***** SUPPLIED ENTRIES
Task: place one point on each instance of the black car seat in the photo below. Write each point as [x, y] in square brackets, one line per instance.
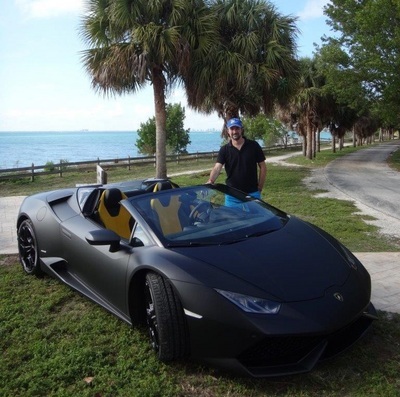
[167, 208]
[113, 215]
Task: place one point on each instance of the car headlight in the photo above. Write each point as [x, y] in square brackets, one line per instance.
[250, 304]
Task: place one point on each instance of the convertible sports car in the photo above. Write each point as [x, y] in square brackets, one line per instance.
[215, 275]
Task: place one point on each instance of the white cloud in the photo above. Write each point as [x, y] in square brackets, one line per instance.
[49, 8]
[313, 9]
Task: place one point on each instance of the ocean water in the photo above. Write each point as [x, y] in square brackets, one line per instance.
[21, 149]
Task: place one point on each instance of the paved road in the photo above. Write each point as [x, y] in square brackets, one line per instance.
[365, 177]
[375, 185]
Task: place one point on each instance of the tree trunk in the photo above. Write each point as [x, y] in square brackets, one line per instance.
[161, 121]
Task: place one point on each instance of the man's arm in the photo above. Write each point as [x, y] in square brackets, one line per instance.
[215, 172]
[262, 176]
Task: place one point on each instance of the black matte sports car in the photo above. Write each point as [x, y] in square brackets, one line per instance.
[215, 275]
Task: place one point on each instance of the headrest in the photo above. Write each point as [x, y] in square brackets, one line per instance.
**********
PROBLEM
Exactly and only the lines from the one containing "Task: place one point on each instance of the black matte" to the end of the entries above are to be written out.

REPLY
Task: place one point on each instance of the black matte sports car in the photo above. Write each point as [x, y] in square brackets, one line per instance.
[215, 275]
Task: place one point on each instance of the headrest in the photo above. Write each point as [x, y] in square brackets, one line per instance.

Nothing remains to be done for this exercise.